▸ Supplied records:
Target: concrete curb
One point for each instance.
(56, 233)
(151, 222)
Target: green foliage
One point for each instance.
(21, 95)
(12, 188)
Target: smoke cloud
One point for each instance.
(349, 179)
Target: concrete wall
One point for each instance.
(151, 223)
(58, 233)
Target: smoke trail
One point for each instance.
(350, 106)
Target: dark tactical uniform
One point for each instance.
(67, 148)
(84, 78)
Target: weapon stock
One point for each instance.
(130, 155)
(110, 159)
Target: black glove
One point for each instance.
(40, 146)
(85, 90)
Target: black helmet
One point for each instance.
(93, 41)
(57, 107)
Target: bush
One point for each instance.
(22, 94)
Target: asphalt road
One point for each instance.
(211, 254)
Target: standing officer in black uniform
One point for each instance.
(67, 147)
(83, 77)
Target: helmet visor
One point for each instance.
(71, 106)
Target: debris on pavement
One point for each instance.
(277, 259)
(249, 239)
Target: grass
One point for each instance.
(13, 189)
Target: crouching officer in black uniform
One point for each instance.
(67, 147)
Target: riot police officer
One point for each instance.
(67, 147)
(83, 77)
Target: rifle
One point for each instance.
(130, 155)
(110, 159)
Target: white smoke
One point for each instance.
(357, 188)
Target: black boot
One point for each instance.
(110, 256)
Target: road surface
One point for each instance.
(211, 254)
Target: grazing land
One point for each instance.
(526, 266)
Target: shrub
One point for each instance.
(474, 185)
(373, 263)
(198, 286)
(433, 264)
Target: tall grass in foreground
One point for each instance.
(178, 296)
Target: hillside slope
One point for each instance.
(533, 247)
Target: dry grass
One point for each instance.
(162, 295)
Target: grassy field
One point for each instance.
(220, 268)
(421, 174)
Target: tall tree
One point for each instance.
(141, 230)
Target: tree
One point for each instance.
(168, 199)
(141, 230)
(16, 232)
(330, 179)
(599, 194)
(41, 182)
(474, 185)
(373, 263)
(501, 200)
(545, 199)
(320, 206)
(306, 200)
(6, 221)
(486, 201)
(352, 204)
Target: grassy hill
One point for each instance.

▸ What you should do: Wherever a line in the entries above holds "tall", copy that line.

▸ Answer below:
Target: tall grass in foreground
Target: tall tree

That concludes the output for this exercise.